(Task brief):
Collect from the data below each line with "cloth".

(Information given):
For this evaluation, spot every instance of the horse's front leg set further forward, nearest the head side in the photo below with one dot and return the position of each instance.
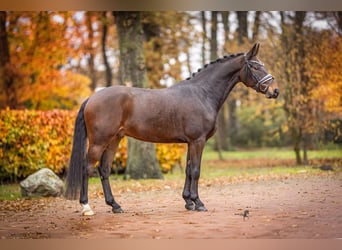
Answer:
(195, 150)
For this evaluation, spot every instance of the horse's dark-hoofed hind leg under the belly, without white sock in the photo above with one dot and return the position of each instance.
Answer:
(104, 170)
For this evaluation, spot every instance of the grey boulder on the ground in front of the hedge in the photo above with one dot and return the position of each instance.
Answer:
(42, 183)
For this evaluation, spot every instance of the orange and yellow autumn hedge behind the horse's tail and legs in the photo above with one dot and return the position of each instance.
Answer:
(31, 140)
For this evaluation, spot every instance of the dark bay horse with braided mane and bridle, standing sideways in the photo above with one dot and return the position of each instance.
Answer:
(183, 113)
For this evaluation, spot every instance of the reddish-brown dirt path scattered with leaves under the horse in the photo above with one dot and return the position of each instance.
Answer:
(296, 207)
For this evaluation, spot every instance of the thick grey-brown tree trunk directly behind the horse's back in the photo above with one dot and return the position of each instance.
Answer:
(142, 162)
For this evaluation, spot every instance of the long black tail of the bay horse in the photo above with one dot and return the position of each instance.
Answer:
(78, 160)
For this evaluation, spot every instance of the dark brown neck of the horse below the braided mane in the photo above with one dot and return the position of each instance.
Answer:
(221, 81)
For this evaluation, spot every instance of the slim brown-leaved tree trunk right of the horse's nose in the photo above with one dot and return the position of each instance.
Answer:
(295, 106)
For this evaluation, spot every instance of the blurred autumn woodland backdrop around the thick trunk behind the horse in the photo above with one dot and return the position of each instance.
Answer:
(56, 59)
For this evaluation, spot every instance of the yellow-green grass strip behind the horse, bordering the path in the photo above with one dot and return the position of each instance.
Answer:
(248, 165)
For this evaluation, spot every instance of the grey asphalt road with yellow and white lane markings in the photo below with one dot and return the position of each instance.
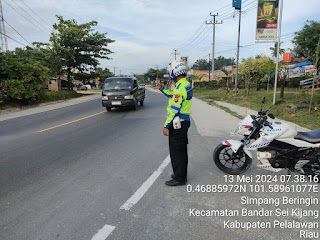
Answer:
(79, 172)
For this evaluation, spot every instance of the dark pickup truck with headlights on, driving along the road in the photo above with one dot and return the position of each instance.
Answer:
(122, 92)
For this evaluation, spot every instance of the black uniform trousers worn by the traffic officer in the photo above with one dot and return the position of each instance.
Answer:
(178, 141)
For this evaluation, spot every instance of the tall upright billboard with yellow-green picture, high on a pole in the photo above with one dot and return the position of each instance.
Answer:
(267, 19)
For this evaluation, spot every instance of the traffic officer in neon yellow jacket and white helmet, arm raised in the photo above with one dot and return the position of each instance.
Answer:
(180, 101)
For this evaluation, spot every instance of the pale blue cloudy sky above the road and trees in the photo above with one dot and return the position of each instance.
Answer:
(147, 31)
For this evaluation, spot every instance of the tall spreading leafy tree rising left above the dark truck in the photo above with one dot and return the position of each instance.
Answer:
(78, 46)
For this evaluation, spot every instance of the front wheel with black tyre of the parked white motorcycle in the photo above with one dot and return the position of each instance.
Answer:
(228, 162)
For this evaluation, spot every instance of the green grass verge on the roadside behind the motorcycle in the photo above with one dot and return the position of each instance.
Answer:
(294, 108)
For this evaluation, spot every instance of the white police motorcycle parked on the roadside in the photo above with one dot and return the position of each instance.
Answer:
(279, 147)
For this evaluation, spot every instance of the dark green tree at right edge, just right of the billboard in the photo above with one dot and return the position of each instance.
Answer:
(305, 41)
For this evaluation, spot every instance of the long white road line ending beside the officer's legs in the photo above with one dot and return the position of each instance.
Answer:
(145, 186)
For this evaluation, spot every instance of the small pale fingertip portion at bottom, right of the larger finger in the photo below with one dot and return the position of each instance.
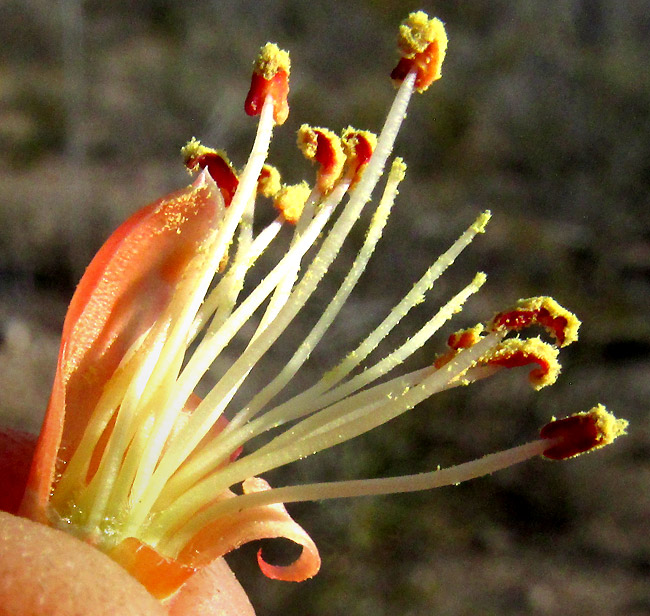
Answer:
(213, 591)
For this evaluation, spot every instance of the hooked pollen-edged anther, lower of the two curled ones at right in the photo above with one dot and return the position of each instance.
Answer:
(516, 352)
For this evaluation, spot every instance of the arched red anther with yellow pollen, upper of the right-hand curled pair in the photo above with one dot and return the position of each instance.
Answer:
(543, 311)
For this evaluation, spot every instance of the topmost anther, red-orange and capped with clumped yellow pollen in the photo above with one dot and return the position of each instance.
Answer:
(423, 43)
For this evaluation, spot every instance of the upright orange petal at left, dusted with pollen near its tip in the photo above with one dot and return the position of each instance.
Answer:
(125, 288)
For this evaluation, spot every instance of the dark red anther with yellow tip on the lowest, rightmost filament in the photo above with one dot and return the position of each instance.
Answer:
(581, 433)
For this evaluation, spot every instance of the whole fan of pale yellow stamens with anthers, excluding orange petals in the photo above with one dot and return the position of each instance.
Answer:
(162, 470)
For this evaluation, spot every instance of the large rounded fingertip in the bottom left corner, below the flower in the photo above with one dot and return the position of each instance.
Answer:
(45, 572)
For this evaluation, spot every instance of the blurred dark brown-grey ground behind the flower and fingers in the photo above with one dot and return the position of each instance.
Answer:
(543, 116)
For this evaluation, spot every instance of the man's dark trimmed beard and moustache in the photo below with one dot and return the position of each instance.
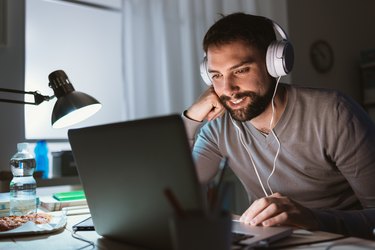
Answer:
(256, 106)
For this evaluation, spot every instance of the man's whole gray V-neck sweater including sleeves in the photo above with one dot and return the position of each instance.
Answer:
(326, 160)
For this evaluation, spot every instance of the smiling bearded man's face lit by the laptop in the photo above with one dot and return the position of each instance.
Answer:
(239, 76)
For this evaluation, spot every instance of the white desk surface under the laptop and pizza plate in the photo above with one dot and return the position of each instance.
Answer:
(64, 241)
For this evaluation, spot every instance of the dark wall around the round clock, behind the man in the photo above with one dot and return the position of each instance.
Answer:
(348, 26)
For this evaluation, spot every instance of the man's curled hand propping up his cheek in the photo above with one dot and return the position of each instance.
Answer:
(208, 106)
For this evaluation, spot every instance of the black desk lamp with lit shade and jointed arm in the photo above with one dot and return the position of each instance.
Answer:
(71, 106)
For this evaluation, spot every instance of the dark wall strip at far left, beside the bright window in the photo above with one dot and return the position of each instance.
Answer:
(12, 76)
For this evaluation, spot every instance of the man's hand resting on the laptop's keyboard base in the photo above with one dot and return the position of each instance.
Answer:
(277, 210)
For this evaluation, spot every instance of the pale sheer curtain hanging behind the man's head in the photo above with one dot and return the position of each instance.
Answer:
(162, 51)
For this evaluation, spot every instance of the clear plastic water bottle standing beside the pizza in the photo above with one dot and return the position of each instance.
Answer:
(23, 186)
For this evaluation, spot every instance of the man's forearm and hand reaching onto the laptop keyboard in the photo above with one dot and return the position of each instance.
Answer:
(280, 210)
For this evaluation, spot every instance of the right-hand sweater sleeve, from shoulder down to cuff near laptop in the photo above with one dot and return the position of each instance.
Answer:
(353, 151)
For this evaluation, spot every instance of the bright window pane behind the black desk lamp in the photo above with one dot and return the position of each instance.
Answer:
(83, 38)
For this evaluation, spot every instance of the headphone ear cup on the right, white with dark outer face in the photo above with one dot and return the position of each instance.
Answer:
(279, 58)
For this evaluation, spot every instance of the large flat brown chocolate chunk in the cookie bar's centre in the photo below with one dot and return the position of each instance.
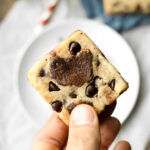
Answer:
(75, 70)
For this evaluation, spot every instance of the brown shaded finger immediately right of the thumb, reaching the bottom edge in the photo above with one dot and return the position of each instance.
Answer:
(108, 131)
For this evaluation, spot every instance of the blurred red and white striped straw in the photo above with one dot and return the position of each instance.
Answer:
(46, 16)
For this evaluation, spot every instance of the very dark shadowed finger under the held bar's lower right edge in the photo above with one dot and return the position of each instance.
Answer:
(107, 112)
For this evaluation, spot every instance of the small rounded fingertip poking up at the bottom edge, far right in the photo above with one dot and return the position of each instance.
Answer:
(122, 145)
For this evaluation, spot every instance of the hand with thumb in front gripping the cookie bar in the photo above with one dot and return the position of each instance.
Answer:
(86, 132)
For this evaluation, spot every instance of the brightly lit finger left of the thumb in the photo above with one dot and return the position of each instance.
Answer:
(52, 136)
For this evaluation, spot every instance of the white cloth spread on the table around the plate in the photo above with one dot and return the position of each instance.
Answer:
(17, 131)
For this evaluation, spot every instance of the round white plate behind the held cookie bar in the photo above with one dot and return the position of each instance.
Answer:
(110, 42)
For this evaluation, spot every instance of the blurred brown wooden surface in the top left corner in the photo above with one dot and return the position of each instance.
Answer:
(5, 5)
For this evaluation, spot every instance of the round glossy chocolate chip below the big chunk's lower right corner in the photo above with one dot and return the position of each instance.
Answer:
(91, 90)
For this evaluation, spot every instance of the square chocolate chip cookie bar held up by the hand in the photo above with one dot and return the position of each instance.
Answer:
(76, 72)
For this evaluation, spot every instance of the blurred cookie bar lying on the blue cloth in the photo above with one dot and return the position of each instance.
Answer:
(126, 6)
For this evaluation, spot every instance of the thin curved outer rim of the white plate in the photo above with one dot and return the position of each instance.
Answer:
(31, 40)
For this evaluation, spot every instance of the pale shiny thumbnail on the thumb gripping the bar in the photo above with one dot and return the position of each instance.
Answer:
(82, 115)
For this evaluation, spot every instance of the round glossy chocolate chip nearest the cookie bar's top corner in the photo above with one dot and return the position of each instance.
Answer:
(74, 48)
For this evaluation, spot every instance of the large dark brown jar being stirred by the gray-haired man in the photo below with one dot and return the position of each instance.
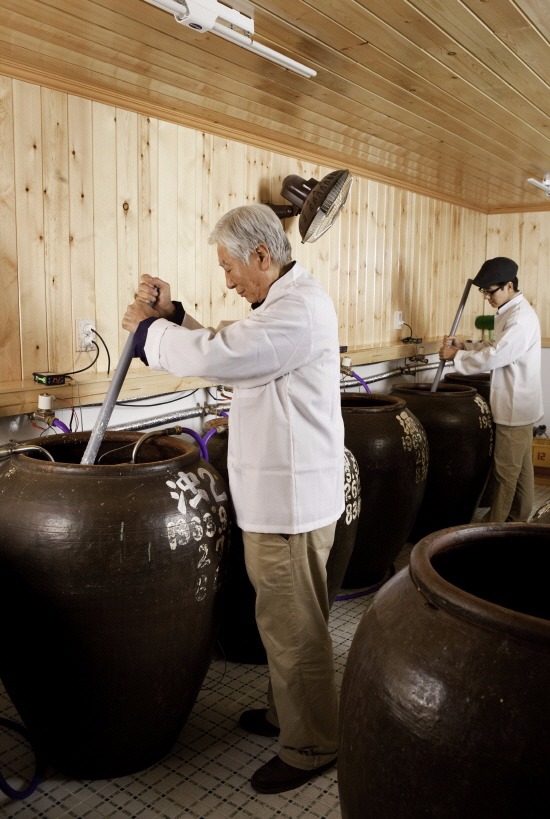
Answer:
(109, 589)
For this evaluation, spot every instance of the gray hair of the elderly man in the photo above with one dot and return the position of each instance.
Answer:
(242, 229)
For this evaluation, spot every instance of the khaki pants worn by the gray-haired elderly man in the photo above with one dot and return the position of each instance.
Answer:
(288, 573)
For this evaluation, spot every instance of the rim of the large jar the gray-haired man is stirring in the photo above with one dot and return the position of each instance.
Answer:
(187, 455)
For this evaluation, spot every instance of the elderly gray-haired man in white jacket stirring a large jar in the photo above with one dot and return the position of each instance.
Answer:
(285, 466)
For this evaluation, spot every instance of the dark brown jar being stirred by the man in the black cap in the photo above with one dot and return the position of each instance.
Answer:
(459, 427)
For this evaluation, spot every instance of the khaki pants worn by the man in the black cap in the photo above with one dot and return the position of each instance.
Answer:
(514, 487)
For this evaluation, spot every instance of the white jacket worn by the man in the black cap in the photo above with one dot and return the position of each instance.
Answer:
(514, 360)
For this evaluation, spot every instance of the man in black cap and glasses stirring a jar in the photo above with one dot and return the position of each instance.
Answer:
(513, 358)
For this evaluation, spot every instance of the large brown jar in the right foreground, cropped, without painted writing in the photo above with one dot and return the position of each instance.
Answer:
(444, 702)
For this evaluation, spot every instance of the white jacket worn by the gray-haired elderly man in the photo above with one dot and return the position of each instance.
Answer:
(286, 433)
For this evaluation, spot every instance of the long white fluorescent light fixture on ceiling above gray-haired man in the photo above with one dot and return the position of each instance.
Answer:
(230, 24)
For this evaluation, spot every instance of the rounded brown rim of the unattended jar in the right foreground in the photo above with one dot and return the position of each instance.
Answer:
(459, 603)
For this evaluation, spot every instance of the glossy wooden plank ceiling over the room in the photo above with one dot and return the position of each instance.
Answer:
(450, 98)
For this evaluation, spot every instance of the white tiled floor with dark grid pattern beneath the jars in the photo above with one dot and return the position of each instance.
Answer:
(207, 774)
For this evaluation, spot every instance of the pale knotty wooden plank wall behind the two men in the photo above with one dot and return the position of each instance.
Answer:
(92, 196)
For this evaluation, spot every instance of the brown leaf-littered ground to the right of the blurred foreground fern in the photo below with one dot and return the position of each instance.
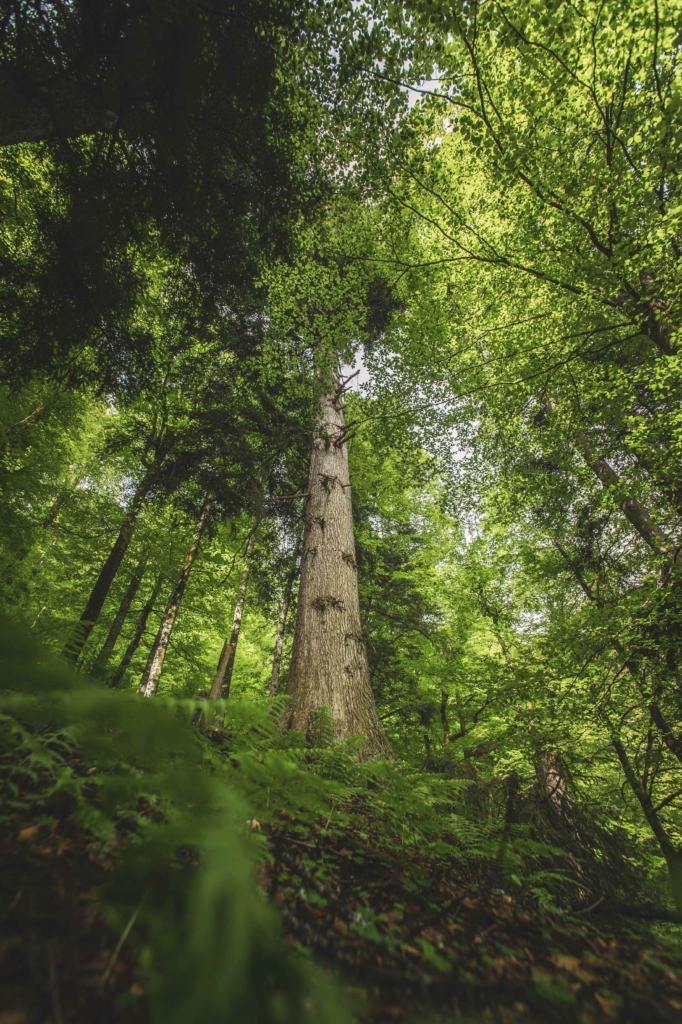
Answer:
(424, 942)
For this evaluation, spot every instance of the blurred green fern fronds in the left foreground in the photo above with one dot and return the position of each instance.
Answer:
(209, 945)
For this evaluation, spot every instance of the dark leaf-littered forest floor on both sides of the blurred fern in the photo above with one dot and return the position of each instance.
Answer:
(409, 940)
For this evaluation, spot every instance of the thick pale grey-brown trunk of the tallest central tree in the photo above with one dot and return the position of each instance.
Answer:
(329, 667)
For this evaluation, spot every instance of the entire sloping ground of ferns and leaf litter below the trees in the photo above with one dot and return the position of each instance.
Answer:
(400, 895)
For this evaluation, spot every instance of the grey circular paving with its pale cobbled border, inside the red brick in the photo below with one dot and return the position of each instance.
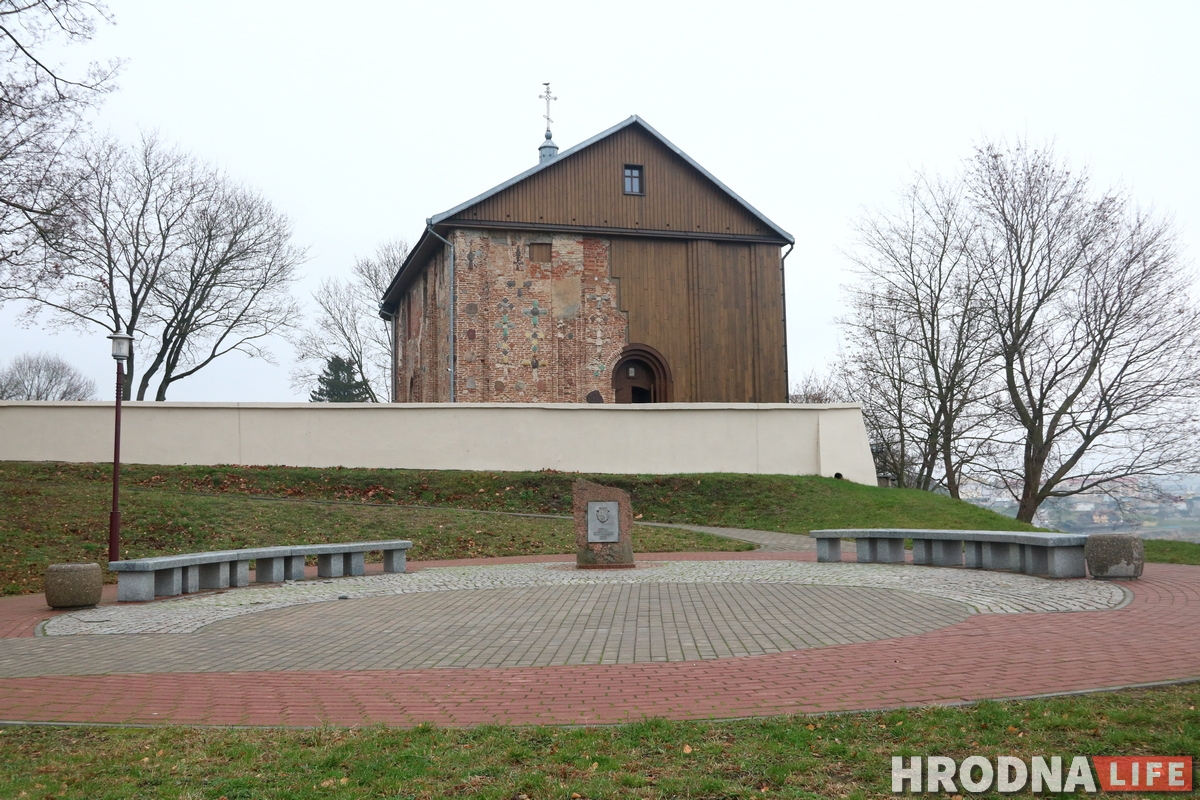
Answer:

(Response area):
For this evaluation, spot every instance of the white cloth spread on the table around the plate in the photo above with one dot and return the position of each instance.
For this evaluation, spot every instance of the blurred cookie bar lying on the blue cloth in the photo above with one dot and return the position of each instance.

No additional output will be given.